__Location labeling records__.
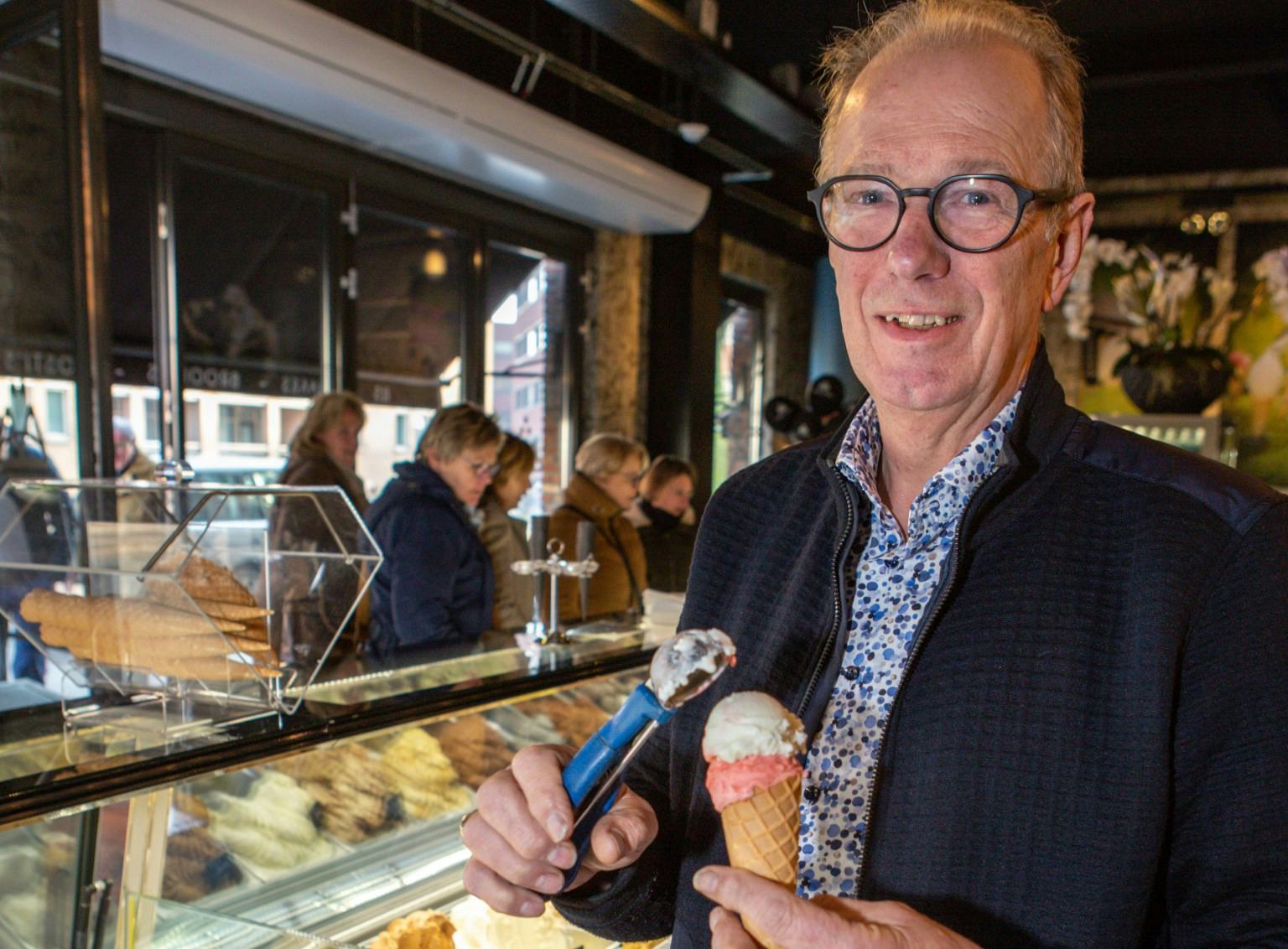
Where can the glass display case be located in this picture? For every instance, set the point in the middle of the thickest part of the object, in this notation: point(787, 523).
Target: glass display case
point(192, 602)
point(336, 843)
point(317, 827)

__THE EXERCISE__.
Write out the records again with every "glass display case" swapped for "glass cabinet" and nothing else changed. Leave out the pictures.

__EXERCISE SOLUTION__.
Where can the glass cabinet be located in this picture? For every instance, set the point in the middle of the thickest part of the object, in this notation: point(787, 523).
Target: glass cabinet
point(192, 602)
point(336, 843)
point(317, 827)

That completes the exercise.